_WORK ITEM:_ Every line with "below" in it should be copied from the data.

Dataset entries
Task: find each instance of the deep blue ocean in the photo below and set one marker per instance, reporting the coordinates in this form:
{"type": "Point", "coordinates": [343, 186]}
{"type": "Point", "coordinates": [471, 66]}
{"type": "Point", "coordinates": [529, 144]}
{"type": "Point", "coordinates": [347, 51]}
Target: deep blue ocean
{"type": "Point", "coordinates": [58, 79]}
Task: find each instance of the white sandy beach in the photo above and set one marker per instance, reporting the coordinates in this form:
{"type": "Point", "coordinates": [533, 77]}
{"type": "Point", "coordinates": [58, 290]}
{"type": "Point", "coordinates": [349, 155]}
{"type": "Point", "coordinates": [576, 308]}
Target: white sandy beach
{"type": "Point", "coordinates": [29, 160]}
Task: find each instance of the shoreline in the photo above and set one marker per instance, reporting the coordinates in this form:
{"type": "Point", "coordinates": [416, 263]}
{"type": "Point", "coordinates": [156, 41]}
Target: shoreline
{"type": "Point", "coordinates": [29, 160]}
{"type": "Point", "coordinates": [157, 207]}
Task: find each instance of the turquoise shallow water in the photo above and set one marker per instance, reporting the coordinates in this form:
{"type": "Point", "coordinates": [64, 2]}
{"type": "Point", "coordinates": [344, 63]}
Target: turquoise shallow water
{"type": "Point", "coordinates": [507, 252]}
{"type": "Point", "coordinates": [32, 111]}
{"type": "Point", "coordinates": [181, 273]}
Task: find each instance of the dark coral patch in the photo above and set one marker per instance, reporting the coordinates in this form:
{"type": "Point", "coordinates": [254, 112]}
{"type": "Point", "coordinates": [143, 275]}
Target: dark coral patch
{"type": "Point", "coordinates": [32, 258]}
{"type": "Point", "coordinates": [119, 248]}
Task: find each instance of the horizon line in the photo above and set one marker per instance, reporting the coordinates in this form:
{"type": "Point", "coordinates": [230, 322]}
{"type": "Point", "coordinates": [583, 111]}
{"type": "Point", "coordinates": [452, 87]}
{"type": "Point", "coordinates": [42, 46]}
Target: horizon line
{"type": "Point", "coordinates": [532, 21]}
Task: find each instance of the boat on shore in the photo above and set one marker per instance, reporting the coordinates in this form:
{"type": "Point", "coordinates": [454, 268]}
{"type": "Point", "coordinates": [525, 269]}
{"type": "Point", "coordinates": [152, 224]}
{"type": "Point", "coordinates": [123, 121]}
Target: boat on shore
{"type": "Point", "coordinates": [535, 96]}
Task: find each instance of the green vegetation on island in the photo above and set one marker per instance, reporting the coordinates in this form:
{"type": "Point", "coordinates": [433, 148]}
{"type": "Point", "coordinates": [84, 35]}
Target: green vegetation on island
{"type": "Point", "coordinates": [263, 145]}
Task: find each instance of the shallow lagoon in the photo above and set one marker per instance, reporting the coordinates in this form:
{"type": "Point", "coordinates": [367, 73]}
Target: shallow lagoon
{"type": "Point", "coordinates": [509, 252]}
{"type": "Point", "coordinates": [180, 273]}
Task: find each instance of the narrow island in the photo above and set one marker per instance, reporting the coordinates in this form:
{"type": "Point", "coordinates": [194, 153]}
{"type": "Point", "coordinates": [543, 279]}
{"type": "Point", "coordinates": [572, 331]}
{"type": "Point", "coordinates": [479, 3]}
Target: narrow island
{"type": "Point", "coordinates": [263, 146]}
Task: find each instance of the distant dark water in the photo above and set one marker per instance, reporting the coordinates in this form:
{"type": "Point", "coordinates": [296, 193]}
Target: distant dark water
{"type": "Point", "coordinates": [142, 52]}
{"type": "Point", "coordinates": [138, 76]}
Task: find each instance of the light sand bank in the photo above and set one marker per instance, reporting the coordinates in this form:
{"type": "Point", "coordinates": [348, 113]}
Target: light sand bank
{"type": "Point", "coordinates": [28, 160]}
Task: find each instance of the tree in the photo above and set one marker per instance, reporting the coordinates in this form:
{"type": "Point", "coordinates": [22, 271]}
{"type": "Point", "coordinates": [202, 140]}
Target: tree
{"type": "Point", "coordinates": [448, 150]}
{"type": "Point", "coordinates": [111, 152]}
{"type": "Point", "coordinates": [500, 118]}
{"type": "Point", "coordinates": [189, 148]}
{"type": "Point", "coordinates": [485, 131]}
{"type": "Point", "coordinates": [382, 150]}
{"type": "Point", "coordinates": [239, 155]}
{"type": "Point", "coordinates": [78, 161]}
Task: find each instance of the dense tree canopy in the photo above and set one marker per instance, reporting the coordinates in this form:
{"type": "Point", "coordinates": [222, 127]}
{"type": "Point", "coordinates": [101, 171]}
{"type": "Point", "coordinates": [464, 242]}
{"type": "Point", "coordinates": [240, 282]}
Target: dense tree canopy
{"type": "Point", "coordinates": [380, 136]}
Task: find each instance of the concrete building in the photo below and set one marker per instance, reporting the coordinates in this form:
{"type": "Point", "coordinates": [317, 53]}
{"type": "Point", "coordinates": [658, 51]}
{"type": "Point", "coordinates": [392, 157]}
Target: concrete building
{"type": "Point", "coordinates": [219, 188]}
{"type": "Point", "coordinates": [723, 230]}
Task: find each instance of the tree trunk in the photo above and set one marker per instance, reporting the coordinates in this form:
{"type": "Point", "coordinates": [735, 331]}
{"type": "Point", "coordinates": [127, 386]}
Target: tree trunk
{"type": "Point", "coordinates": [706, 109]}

_ANSWER BOX:_
Task: find each instance of the deep blue ocean in the photo below and set one marker per instance, reporting the coordinates in this form:
Task: find each instance of the concrete building in the photo below and set one marker per instance, reporting the coordinates in this form:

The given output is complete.